Hello friends, known or known only in spirit. We awoke this morning to a blue-green sky heavily stroked with pink. The old warning, "Red sky in the morning, sailor's warning." rang in my head, but the sky was so striking I chose to let it lift my spirits anyway, and to deal with the weather change later. My heart is filled with gratitude for being able to walk out into the Arizona morning to inspect the lettuce and kale emerging from our winter garden and to be welcomed by the grandkids that live across the wash on this "grandma's morning to make Rorsachach pancakes" even though they are well into the age of self-reliance. We laugh together and they tell me things of their world. Michael and I then go for our first morning of volunteering at the local library followed by his workout at the gym and my Ti Chi. We are grateful to have the health to be able to do stuff,  made all the more poignant by a hospital visit to an AA friend.

┄┄┄┄┄┄┄┄┄┄

Task to complete =>
In the passage about an Arizona morning, which vegetables are coming up in the winter garden? These rows have nothing to do with the passage above.

Data provided =>
┄┄┄┄┄┄┄┄┄┄

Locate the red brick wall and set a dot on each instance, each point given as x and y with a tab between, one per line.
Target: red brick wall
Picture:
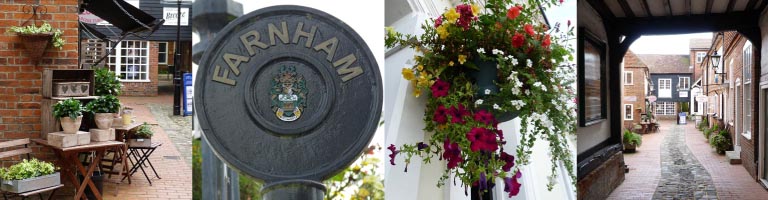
145	88
20	78
637	89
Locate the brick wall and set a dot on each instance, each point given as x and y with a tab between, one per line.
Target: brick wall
20	78
145	88
636	90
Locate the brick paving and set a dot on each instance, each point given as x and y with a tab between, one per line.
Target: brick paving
642	181
173	166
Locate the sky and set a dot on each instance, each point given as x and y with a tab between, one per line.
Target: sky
665	44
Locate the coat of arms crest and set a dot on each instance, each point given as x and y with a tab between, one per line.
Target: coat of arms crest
288	94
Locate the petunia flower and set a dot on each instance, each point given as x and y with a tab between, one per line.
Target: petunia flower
440	114
513	12
518	40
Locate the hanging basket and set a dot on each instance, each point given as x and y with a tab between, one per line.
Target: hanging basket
35	44
484	78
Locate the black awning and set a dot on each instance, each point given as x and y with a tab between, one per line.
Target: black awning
89	32
123	15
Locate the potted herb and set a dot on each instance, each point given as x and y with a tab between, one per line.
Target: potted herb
106	82
36	39
29	175
479	66
70	114
142	137
631	141
721	141
104	108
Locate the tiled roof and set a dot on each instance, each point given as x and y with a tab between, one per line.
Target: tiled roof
700	43
666	64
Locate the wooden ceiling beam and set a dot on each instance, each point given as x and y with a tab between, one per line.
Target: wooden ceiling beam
627	10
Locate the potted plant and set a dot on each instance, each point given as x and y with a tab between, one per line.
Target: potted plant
29	175
106	82
631	141
721	141
36	39
142	137
104	108
70	114
479	66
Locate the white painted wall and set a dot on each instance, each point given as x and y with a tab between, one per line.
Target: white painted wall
403	117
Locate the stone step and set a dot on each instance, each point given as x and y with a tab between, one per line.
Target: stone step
734	157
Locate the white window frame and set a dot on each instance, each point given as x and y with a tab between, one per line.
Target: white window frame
630	115
668	87
700	55
687	85
159	51
115	61
747	91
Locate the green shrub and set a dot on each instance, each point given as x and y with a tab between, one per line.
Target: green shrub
68	108
721	141
631	138
106	82
27	169
144	131
104	104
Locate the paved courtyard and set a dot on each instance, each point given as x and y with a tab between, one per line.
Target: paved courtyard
678	163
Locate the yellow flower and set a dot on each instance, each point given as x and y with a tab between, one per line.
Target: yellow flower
475	9
462	59
442	31
408	74
451	16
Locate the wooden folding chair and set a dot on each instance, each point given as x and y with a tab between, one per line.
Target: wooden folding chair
13	148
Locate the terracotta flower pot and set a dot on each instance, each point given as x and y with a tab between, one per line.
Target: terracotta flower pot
69	125
104	120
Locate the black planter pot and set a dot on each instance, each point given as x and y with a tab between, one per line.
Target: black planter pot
484	78
98	180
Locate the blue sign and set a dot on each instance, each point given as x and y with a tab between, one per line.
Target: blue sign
188	94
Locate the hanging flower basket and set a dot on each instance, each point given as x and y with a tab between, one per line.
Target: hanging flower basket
479	66
35	44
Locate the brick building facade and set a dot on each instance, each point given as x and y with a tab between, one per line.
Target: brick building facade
21	78
636	88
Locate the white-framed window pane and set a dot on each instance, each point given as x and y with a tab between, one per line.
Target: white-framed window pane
628	111
130	60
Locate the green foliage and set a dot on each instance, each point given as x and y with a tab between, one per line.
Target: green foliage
68	108
721	141
57	40
144	131
104	104
631	138
106	82
359	179
531	77
27	169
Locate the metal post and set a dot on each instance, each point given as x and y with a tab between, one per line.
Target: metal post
176	64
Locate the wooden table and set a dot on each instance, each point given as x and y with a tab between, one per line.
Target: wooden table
68	160
121	130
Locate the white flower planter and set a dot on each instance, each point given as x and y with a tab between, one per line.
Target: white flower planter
40	182
69	125
104	120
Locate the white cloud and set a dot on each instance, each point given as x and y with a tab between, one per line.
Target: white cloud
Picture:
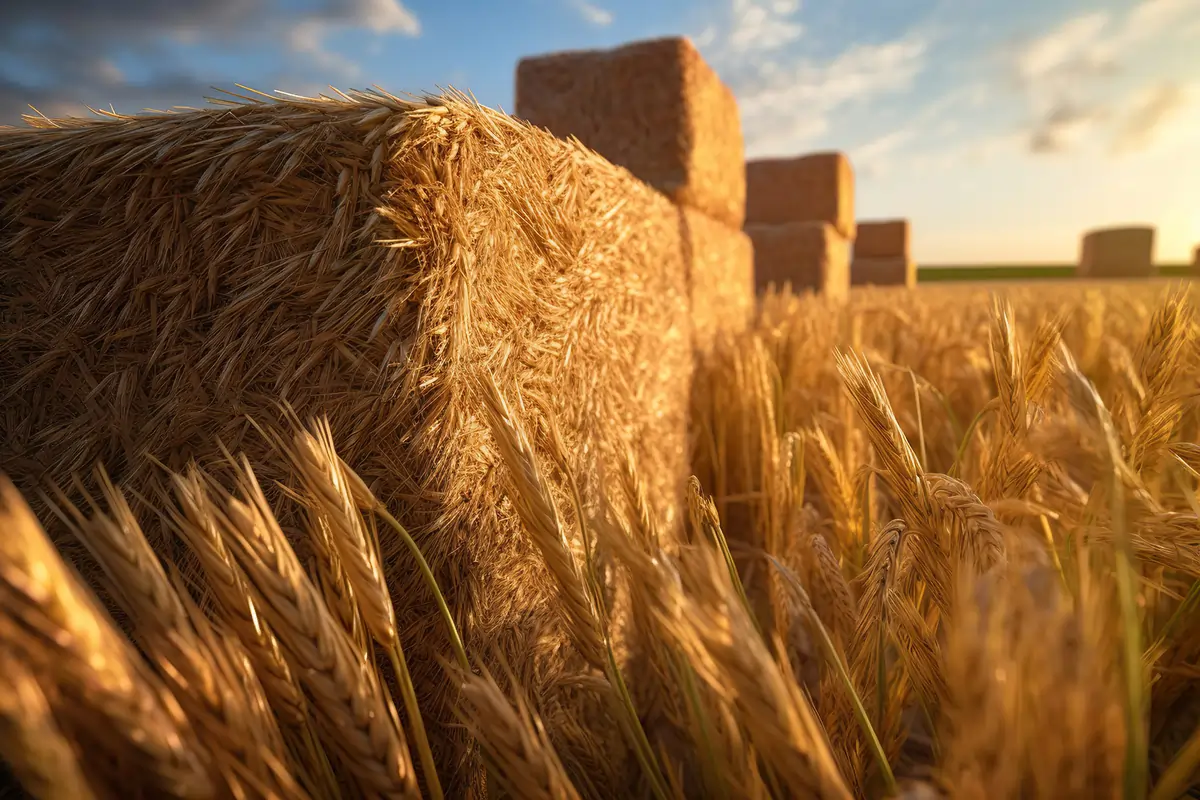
592	13
785	96
761	26
306	37
385	17
787	103
1067	74
1150	112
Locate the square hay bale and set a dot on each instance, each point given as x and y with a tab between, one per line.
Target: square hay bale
882	239
723	289
894	271
1125	252
652	107
819	187
804	254
167	278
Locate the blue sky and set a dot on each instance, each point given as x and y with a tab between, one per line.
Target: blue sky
1002	127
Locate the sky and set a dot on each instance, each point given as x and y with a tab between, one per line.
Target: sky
1003	128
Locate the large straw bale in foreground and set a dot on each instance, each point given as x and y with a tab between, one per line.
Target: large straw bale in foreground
653	107
1117	253
167	280
817	187
723	289
882	239
804	254
891	271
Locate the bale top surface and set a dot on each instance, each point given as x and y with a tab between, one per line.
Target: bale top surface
653	107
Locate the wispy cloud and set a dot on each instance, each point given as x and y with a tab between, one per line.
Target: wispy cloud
1151	110
786	95
1068	74
753	26
592	13
78	44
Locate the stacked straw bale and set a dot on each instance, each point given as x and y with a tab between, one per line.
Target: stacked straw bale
171	280
816	187
659	110
810	199
1126	252
802	254
882	254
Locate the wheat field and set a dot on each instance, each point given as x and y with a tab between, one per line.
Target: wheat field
941	542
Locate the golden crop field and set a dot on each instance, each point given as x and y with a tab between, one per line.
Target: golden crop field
941	542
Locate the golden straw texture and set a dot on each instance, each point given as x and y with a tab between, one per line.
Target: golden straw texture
653	107
173	280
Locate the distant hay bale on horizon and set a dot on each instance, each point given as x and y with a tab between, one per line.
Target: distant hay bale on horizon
1117	252
172	278
815	187
803	254
883	239
883	271
653	107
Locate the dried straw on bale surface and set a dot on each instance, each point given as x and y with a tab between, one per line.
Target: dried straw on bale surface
723	290
882	239
819	187
804	254
172	280
1117	253
883	271
653	107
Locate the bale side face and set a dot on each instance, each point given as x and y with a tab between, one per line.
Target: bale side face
882	271
654	108
804	254
882	239
819	187
167	280
723	289
1117	253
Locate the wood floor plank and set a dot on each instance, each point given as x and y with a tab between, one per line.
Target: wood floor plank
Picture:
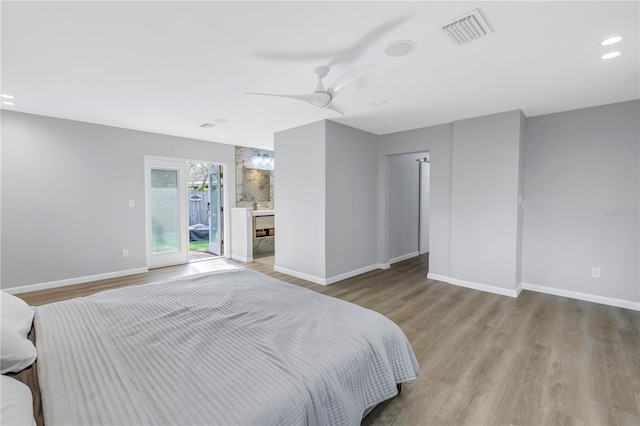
485	359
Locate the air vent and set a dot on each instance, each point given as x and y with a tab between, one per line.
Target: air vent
468	27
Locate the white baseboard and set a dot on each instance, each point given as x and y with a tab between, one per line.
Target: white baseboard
350	274
71	281
476	286
330	280
302	275
583	296
484	287
437	277
242	259
404	257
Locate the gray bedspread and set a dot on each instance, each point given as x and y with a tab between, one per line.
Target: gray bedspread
230	348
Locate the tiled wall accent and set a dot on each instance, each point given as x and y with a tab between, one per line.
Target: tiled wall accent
246	157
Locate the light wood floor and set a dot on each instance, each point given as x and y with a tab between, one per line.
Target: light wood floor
485	359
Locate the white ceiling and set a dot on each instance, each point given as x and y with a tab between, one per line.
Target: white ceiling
168	67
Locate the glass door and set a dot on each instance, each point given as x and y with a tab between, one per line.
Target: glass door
166	207
215	210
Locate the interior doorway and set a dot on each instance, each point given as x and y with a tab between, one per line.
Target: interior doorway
408	205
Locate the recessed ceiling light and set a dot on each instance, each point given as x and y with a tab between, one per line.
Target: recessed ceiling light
611	55
611	40
400	48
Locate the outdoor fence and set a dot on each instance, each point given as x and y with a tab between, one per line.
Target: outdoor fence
198	208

┄┄┄┄┄┄┄┄┄┄

Your response =>
Lettuce and kale.